===== RECORD LIST =====

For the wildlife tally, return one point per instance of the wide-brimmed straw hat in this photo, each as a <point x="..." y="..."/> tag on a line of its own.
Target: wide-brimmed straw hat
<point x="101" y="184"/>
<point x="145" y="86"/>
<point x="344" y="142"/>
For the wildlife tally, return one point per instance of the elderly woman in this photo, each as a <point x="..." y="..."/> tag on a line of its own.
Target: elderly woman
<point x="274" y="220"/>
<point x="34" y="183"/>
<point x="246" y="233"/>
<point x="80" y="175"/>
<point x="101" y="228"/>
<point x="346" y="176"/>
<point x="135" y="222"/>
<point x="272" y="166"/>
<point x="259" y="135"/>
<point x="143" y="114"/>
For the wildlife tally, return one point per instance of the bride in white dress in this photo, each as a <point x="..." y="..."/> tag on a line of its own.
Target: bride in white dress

=====

WRITTEN EXERCISE> Starting with the line that contains "of the elderly", return each line through the last one of the data above, exactly as written and nothing more.

TASK RESPONSE>
For the wildlife tally, return one point per instance of the elderly woman in this photo, each as a <point x="..." y="..."/> tag on a line of its own.
Target: elderly woman
<point x="274" y="220"/>
<point x="34" y="183"/>
<point x="246" y="233"/>
<point x="80" y="175"/>
<point x="101" y="228"/>
<point x="346" y="176"/>
<point x="135" y="222"/>
<point x="272" y="166"/>
<point x="259" y="135"/>
<point x="143" y="114"/>
For the wildlife tally, return one point per instance of the bride in white dress in this photo, each as a <point x="..." y="..."/> tag on a line of its own.
Target: bride in white dress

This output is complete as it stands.